━━ Passage ━━
Skippa (Toronto)



How do I know a meal is going to be one of my top picks? It’s a twinge of sadness I feel at the end: signifying the experience is over and I’m uncertain when it’ll happen again. Oh yes, Ian and Kati Robinson’s Skippa is that good. It’s where you go for upscale sushi for under $100 (taxes and gratuities included) and the chef isn’t scary like Jiro.


In fact, Skippa’s vibe is laid back – an open kitchen so you can see what Ian and team are doing, Kati at the pass calling out orders. There’s no military responses of “yes Chef!”, instead the kitchen working as a well-oiled machine, Ian going around to answer questions and have a taste of broth when he’s not busy creating the sushi piece-by-piece.


Right after ordering, a slice of lotus root filled with wasabi infused egg yolk is presented. For something seemingly simple, it’s surprisingly flavourful and perfect for those who liked deviled eggs.


Before getting into the omakase portion of the meal, we couldn’t help but tuck into a couple of appetizers. A freshly made chawanmushi ($7) where the egg is silky and studded with shredded chicken and sliced mushrooms. While the custard was comforting and savoury, it’d be even better if the broth ratio was lowered as the custard broke apart so much that it was difficult to scoop using the small thick wooden spoons.


With two grilled fish specials, we had to try one. The grilled sawara (Spanish mackerel) collar ($5) was fantastic, cooked beautifully with a simple sprinkling of salt. We’re told to add a squeeze of lemon and smear of radish to taste; the citrus was great but I ended up scraping off the too bitter radish. For those who are afraid of bones, there will be a few you need to pick out, but the tender flavourful collar meat is well worth it.
━━━
━━ Given data ━━
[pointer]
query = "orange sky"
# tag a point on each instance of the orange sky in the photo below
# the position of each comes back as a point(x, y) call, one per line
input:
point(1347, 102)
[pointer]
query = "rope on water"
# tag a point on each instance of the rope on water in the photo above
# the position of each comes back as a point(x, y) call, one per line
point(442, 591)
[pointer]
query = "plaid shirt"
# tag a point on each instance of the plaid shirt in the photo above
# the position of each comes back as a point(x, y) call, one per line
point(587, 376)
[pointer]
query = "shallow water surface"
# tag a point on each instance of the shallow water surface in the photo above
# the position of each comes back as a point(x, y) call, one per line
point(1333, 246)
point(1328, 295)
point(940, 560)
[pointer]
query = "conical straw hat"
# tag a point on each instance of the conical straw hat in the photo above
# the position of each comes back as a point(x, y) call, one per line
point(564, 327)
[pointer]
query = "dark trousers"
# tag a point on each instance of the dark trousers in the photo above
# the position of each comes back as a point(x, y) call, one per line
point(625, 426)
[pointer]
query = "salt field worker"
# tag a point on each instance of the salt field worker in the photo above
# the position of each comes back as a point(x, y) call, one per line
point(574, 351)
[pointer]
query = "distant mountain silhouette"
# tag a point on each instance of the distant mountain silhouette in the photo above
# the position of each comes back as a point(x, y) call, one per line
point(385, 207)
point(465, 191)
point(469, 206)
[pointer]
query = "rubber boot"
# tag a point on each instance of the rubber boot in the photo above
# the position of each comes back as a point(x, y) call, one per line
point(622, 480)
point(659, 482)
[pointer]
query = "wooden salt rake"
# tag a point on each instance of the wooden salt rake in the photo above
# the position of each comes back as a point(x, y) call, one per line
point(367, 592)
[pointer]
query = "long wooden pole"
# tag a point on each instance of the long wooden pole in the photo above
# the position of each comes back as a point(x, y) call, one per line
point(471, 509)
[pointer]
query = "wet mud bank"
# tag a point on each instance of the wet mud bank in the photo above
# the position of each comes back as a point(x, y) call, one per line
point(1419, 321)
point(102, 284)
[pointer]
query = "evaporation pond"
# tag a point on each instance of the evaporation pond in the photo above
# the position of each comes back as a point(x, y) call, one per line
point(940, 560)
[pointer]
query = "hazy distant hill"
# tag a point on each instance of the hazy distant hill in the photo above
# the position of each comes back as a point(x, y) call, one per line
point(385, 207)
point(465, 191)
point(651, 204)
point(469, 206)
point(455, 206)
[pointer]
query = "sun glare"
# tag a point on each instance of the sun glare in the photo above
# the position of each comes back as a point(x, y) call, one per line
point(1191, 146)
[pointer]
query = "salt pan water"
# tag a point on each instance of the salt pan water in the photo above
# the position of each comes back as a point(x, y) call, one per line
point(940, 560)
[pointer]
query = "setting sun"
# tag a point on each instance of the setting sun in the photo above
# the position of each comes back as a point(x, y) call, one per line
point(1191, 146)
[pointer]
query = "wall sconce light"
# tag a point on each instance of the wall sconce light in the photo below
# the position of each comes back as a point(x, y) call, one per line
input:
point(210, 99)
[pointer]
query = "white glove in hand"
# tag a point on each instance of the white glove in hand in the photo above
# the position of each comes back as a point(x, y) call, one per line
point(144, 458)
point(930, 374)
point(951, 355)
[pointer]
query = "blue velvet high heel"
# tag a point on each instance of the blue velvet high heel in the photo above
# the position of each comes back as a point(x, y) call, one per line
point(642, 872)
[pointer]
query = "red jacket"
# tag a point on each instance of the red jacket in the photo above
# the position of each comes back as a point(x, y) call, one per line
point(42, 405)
━━━
Aim of the exercise ->
Pick up the Skippa restaurant review right after its last sentence and keep writing in the same voice.

The answer ->
If you’re just getting into “artisanal” sushi, Skippa is a great place to try it. Their omakase ($42) is a manageable seven pieces or you can always order by the piece (prices included below) to make your own menu. Like other upscale restaurants, the sushi is served separately arriving at the optimal hand-warmed temperature. Ian requests us to use our hands; a wet towel is provided to wipe your fingers to remove any rice or sauce residue.  

If you’re not overly hungry, the omakase dinner already includes two smaller starters – a cube of nutty soft sesame tofu with freshly grated wasabi and a sweet broth; and a spoon of soba where the noodle is overdone but the rich kombu broth delicious.  


A taste of sashimi follows, a clean and meaty grouper where I appreciate they include a leaner and fattier cut so you can taste the flavour nuances. Their house made soy sauce pairs nicely given it’s slightly thicker (so coats onto the meat better) and has a slightly sweet finish.


“Each dish is served as it is ready and in no order.” Skippa's menu warns the diner. Indeed, the sushi bounces between lighter and stronger fishes and not necessarily in the order written on the menu. We start with the kinmedai ($4), a goldeneye seabream, which is a light and neutral fish. Aside from the soy, the piece allows you to focus on the sushi rice, wonderfully warm and the optimal sticky consistency, but could use more vinegar.


Chef Ian previously worked at Sushi Kaji, and you can see Chef Kaji’s influences in the Western toppings used on the sushi. The piece of madai ($4.25) reminded me most of Kaji, who also uses lemon, olive oil, and salt a lot as garnishes. At Skippa, the salt is not as powerful and ends with an almost sweet flavour.


Our second sawara ($4.50) takes the Spanish mackerel and smokes it with Japanese hay. It’s very light so the essence lingers in the background and if anything, the most prominent tastes is the kick of radish from the dollop on top. Unlike with the grilled fish starter, the smaller portion of radish works better and nicely rounds out the cool fish.


The sayori ($4.75) is such a beautiful piece of sushi, with the glint of silver skin against the crystal white fish. Also known as half beek, the fish is mild and perfect for introducing someone to raw fish without going the maki route.


I was a little disappointed the maguro ($4) on the menu didn’t arrive. However, the aji or horse mackerel it was replaced with was wonderfully executed, cleaned well so there was no hint of fishiness. Adorned with garlic, instead of the customary green onion, it worked.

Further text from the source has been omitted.